>> START

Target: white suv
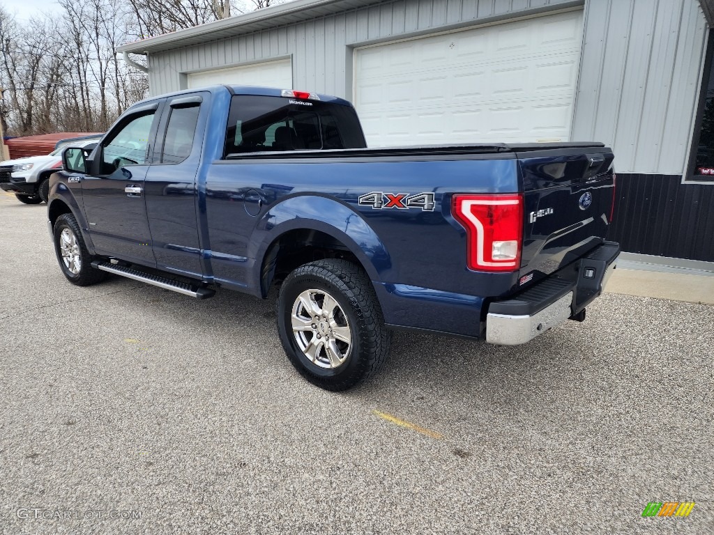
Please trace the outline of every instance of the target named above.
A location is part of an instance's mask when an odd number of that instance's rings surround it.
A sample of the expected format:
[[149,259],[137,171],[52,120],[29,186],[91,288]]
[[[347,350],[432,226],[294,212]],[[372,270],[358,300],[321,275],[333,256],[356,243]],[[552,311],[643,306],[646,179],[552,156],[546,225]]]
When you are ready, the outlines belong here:
[[94,148],[99,138],[69,141],[44,156],[28,156],[0,163],[0,189],[11,191],[25,204],[47,202],[49,175],[62,167],[62,151],[69,146]]

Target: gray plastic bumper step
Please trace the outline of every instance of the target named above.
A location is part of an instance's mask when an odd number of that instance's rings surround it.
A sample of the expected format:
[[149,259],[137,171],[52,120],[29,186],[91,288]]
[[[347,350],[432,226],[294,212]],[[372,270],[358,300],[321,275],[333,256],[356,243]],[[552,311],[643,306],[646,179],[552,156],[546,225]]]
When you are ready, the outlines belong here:
[[158,286],[159,287],[164,288],[164,290],[171,290],[173,292],[178,292],[178,293],[182,293],[184,295],[190,295],[192,297],[196,297],[198,299],[211,297],[216,293],[216,290],[214,290],[193,286],[190,284],[187,284],[186,282],[178,282],[176,280],[171,280],[171,279],[166,278],[166,277],[145,273],[143,271],[139,271],[139,270],[126,268],[126,266],[119,265],[119,264],[112,264],[109,262],[99,262],[95,260],[91,263],[91,265],[93,268],[101,270],[102,271],[107,271],[110,273],[119,275],[122,277],[126,277],[127,278],[139,280],[141,282],[151,284],[154,286]]

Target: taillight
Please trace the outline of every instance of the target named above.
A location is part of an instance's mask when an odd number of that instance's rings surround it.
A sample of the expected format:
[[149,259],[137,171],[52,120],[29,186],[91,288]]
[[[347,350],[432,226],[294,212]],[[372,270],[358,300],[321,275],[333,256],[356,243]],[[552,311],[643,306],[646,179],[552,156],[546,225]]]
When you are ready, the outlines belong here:
[[455,195],[451,211],[466,229],[466,263],[469,269],[518,269],[523,237],[522,195]]
[[615,190],[617,189],[617,176],[613,173],[613,205],[610,208],[610,223],[612,224],[613,218],[615,217]]

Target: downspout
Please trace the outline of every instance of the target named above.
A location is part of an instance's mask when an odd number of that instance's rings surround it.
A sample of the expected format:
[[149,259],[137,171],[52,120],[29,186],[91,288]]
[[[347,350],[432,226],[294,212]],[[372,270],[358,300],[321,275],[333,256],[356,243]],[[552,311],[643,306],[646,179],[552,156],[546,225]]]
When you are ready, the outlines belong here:
[[126,63],[128,63],[132,67],[134,67],[136,69],[139,69],[141,72],[144,72],[144,73],[148,73],[149,72],[149,68],[148,67],[145,67],[143,65],[139,65],[138,63],[136,63],[133,59],[131,59],[131,58],[129,57],[129,52],[127,52],[126,51],[124,51],[122,54],[124,55],[124,61],[126,61]]

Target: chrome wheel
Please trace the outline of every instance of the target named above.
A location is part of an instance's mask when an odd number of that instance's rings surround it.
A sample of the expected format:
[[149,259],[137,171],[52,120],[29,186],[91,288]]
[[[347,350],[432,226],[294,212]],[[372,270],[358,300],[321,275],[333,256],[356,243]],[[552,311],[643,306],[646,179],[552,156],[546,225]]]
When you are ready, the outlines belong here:
[[79,243],[74,233],[69,228],[64,229],[59,235],[59,250],[62,255],[64,267],[73,275],[79,275],[82,268]]
[[342,365],[352,347],[347,316],[337,301],[323,290],[298,295],[291,314],[293,335],[310,362],[321,368]]

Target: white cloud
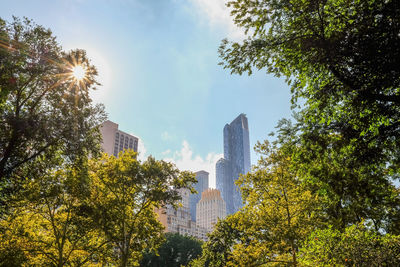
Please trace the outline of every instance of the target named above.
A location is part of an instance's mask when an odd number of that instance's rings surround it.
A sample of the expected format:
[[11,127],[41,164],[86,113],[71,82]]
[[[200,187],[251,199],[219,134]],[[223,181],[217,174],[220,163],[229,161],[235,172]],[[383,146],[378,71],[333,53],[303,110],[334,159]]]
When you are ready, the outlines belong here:
[[161,139],[164,141],[172,140],[172,135],[170,135],[167,131],[161,133]]
[[[170,152],[170,151],[165,151]],[[166,153],[167,154],[167,153]],[[207,171],[209,173],[209,186],[215,188],[215,163],[223,157],[223,154],[210,152],[203,159],[199,155],[194,155],[189,143],[184,140],[180,151],[175,151],[172,157],[164,158],[165,161],[174,163],[178,169],[186,171]]]
[[221,27],[229,38],[235,40],[244,39],[244,31],[238,28],[231,17],[231,10],[226,6],[228,0],[190,0],[199,15],[206,15],[210,27]]

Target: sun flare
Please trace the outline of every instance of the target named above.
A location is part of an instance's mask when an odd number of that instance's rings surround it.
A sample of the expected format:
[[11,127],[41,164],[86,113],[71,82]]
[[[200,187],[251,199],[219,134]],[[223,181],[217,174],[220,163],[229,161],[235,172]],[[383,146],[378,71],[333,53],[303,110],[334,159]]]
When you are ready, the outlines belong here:
[[86,76],[86,70],[82,65],[76,65],[72,67],[72,76],[80,81]]

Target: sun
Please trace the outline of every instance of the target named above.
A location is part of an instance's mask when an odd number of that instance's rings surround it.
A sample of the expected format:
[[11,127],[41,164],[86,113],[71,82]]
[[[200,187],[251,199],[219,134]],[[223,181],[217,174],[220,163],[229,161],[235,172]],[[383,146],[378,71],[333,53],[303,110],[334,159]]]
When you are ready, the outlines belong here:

>> END

Put every line of the data above into a Markdown table with the columns Row and Data line, numbering the rows and skipping blank lines. Leave the pictures out.

| Row | Data line |
|---|---|
| 1 | Target: white suv |
| 2 | Please trace the outline of every instance of the target named above. |
| 3 | A location is part of an instance's mask when an odd number of that instance's rings surround it. |
| 4 | A sample of the expected format: |
| 5 | [[149,259],[137,171],[52,120],[29,186],[91,288]] |
| 6 | [[[347,350],[432,226],[294,212]],[[372,270],[358,300],[321,275],[333,256],[356,243]],[[552,311],[643,306],[646,179],[552,156],[546,225]]] |
| 7 | When you are ready, the outlines belong here: |
| 8 | [[94,148],[99,138],[69,141],[44,156],[28,156],[0,163],[0,189],[11,191],[25,204],[47,202],[49,175],[62,167],[62,151],[69,146]] |
| 9 | Target: gray plastic bumper step |
| 10 | Please trace the outline of every instance of the target named above. |
| 11 | A location is part of an instance's mask when an odd number of that instance's rings surround it. |
| 12 | A sample of the expected format: |
| 13 | [[149,259],[137,171],[52,120],[29,186],[91,288]] |
| 14 | [[[347,350],[432,226],[294,212]],[[372,270],[358,300],[321,275],[333,256],[356,243]],[[552,311],[643,306],[646,179],[552,156],[546,225]]] |
| 15 | When you are ready, the outlines belong here: |
| 16 | [[158,286],[159,287],[164,288],[164,290],[171,290],[173,292],[178,292],[178,293],[182,293],[184,295],[190,295],[192,297],[196,297],[198,299],[211,297],[216,293],[216,290],[214,290],[193,286],[190,284],[187,284],[186,282],[178,282],[176,280],[171,280],[171,279],[166,278],[166,277],[145,273],[143,271],[139,271],[139,270],[126,268],[126,266],[119,265],[119,264],[112,264],[109,262],[99,262],[95,260],[91,263],[91,265],[93,268],[101,270],[102,271],[107,271],[110,273],[119,275],[122,277],[126,277],[127,278],[139,280],[141,282],[151,284],[154,286]] |
| 17 | Target: taillight |
| 18 | Please trace the outline of every instance of the target named above. |
| 19 | A location is part of an instance's mask when an odd number of that instance's rings surround it. |
| 20 | A sample of the expected format: |
| 21 | [[149,259],[137,171],[52,120],[29,186],[91,288]] |
| 22 | [[[347,350],[432,226],[294,212]],[[372,270],[358,300],[321,275],[333,256],[356,243]],[[552,311],[643,306],[646,179],[552,156],[546,225]]] |
| 23 | When you are ready, the outlines belong here: |
| 24 | [[455,195],[451,211],[466,229],[466,263],[469,269],[518,269],[523,237],[522,195]] |
| 25 | [[615,190],[617,189],[617,176],[613,173],[613,205],[610,208],[610,223],[612,224],[613,218],[615,217]] |
| 26 | Target: downspout |
| 27 | Please trace the outline of every instance of the target named above. |
| 28 | A location is part of an instance's mask when an odd number of that instance's rings surround it. |
| 29 | A sample of the expected format: |
| 30 | [[149,259],[137,171],[52,120],[29,186],[91,288]] |
| 31 | [[[347,350],[432,226],[294,212]],[[372,270],[358,300],[321,275],[333,256],[356,243]],[[552,311],[643,306],[646,179],[552,156],[546,225]]] |
| 32 | When you are ready, the outlines belong here: |
| 33 | [[126,63],[128,63],[132,67],[134,67],[136,69],[139,69],[141,72],[144,72],[144,73],[148,73],[149,72],[149,68],[148,67],[145,67],[143,65],[139,65],[138,63],[136,63],[133,59],[131,59],[131,58],[129,57],[129,52],[127,52],[126,51],[124,51],[122,54],[124,55],[124,61],[126,61]] |
| 34 | Target: chrome wheel |
| 35 | Please trace the outline of every instance of the target named above. |
| 36 | A location is part of an instance's mask when an odd number of that instance's rings surround it. |
| 37 | A sample of the expected format: |
| 38 | [[149,259],[137,171],[52,120],[29,186],[91,288]] |
| 39 | [[[347,350],[432,226],[294,212]],[[372,270],[358,300],[321,275],[333,256],[356,243]],[[552,311],[643,306],[646,179],[552,156],[546,225]]] |
| 40 | When you are ready, the outlines belong here: |
| 41 | [[79,243],[74,233],[69,228],[64,229],[59,235],[59,250],[62,255],[64,267],[73,275],[79,275],[82,268]] |
| 42 | [[342,365],[352,347],[347,316],[337,301],[323,290],[298,295],[291,314],[293,335],[310,362],[321,368]] |
| 43 | Target: white cloud |
| 44 | Please trace the outline of every instance of the target named above. |
| 45 | A location is part of an instance's mask when an odd number of that instance's rings surround it. |
| 46 | A sample of the expected format: |
| 47 | [[11,127],[41,164],[86,113],[71,82]] |
| 48 | [[[200,187],[251,199],[219,134]],[[223,181],[217,174],[220,163],[229,161],[235,172]],[[383,146],[378,71],[333,53],[303,110],[334,159]]] |
| 49 | When you are ready, the outlines belong here: |
| 50 | [[161,139],[164,141],[172,140],[172,135],[170,135],[167,131],[161,133]] |
| 51 | [[[170,152],[170,151],[165,151]],[[166,153],[167,154],[167,153]],[[207,171],[209,173],[209,186],[215,188],[215,163],[223,157],[223,154],[210,152],[203,159],[199,155],[194,155],[189,143],[184,140],[180,151],[175,151],[172,157],[164,158],[165,161],[174,163],[178,169],[186,171]]] |
| 52 | [[221,27],[229,38],[235,40],[244,39],[244,31],[238,28],[231,17],[231,10],[226,6],[228,0],[190,0],[199,15],[206,15],[210,27]] |
| 53 | Target: sun flare |
| 54 | Please trace the outline of every instance of the target named above. |
| 55 | A location is part of an instance's mask when an odd number of that instance's rings surround it. |
| 56 | A sample of the expected format: |
| 57 | [[11,127],[41,164],[86,113],[71,82]] |
| 58 | [[[200,187],[251,199],[219,134]],[[223,181],[217,174],[220,163],[229,161],[235,172]],[[383,146],[378,71],[333,53],[303,110],[334,159]]] |
| 59 | When you are ready, the outlines belong here: |
| 60 | [[86,76],[86,70],[82,65],[76,65],[72,67],[72,76],[80,81]] |
| 61 | Target: sun |
| 62 | Please trace the outline of every instance of the target named above. |
| 63 | A location is part of an instance's mask when an odd number of that instance's rings surround it. |
| 64 | A sample of the expected format: |
| 65 | [[11,127],[41,164],[86,113],[71,82]] |
| 66 | [[[200,187],[251,199],[219,134]],[[223,181],[217,174],[220,163],[229,161],[235,172]],[[383,146],[378,71],[333,53],[303,110],[334,159]]] |
| 67 | When you are ready, the outlines belong here: |